= GIVEN TASK 1 =
According to the manufactured home project thread, what paint was used on the ceilings, walls, trim, and cabinets?
= GIVEN TASK 2 =
Recast the records, starting at the line that contains "Segment every instance of the cloudy" and ending at the line that contains "51], [30, 41]]", as a Markdown table with two columns: n for the row number and Line for the line itself. Skip blank lines and leave out the picture.

= PAGE EXCERPT =
** start **
# Manufactured Home Project



## ThreeSistersPainting (Jan 7, 2017)

These aren't my favorite thing to do in the world but work is work! The biggest struggle I have is nothing is square and the walls are thinner which results in excess trim pieces around doors.

Used an aged oak laminate floor from HD, 1/4" drywall over the wood paneling with orange peel texture, followed by 3.5" base molding and 2.5" for doors. Used Miller Premium on ceilings, walls, trim, and cabinets. Still looking for a light to install. And yes I did install that piece of drywall backwards, cut the light hole out from the wrong side :/

Back door is going to be replaced by one from the manufacture. Over all it turned out good and seems up to date.


----------



## RH (Sep 7, 2010)

ThreeSistersPainting said:


> These aren't my favorite thing to do in the world but work is work! The biggest struggle I have is nothing is square and the walls are thinner which results in excess trim pieces around doors.
> 
> Used an aged oak laminate floor from HD, 1/4" drywall over the wood paneling with orange peel texture, followed by 3.5" base molding and 2.5" for doors. Used Miller Premium on ceilings, walls, trim, and cabinets. Still looking for a light to install. And yes I did install that piece of drywall backwards, cut the light hole out from the wrong side :/
> 
> Back door is going to be replaced by one from the manufacture. Over all it turned out good and seems up to date.


Looks great for what you originally had to work with. Bet you like trying to attach that sheet rock into those "studs" they use in those things. :smile:


----------



## ThreeSistersPainting (Jan 7, 2017)

Haha yes those are also lovely. This was going to be one of the harder rooms to do so I knocked it out first. Next is the hallway and dining rooms, lots of open space where I can hang whole pieces of drywall.


----------
** end **
= GIVEN RECORDS =
** start **
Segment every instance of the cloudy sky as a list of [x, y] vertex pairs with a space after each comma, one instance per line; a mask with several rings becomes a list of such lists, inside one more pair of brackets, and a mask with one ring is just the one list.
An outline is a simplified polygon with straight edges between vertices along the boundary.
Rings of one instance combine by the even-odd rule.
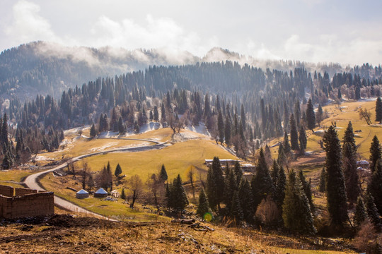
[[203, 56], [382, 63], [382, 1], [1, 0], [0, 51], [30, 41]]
** end **
** start **
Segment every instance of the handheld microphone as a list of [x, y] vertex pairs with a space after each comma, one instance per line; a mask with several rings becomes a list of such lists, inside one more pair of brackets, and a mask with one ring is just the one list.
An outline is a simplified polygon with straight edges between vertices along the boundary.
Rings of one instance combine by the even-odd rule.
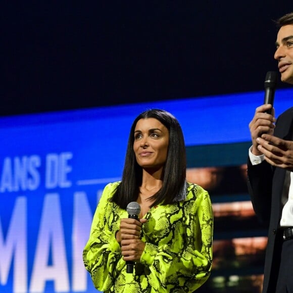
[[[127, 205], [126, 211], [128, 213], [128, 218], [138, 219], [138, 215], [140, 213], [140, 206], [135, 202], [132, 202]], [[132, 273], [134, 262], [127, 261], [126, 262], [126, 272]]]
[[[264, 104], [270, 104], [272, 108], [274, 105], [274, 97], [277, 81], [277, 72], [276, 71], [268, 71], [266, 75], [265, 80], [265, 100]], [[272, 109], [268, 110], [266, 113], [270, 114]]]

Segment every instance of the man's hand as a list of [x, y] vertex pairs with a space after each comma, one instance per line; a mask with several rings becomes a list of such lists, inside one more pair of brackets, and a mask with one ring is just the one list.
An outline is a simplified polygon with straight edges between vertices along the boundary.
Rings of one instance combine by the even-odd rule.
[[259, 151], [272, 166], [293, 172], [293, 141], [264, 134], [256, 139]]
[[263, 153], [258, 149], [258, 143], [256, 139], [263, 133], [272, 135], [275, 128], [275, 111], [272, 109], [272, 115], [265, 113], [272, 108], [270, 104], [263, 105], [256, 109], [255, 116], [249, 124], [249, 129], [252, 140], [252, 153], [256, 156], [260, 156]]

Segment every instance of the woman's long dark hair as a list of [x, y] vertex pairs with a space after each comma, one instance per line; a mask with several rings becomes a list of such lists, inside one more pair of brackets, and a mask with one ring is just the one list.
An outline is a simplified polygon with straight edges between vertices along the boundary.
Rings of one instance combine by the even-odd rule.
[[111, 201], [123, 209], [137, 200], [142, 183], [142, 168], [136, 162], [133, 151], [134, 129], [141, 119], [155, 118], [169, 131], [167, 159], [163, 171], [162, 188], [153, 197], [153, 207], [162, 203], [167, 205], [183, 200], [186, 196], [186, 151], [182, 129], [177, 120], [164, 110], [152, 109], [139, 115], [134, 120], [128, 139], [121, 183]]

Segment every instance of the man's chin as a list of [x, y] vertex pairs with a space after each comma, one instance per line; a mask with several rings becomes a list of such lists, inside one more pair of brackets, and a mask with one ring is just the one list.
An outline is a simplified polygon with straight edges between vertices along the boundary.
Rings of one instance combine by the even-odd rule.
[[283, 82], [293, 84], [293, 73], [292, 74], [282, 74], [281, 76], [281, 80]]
** end **
** start **
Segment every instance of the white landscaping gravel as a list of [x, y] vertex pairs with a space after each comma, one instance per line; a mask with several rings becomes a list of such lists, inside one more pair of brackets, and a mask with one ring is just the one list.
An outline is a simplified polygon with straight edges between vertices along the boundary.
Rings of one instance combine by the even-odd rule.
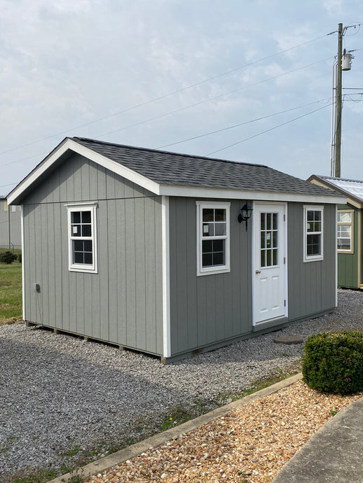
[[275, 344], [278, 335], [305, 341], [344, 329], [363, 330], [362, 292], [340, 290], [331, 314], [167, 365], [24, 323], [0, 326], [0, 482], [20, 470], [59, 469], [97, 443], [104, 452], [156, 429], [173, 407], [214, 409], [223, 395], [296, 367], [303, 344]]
** end **
= WRITTEN SOLUTION 1 =
Miller Premium

= WRITTEN SOLUTION 2 =
| n | Line |
|---|---|
| 1 | Segment every instance of the cloudy sky as a list of [x, y] vertex pairs with a space after each comma, one instance per line; a mask with several rings becomes a list of such lists, inside one more pair of brackets, and a mask with one ring is just the one list. |
| 2 | An outline is a simplified polygon with straight edges between vertices along the boundary. |
| 3 | Rings of one instance combine by the even-odd rule. |
| 4 | [[203, 56], [382, 63], [382, 1], [1, 0], [0, 51], [30, 41]] |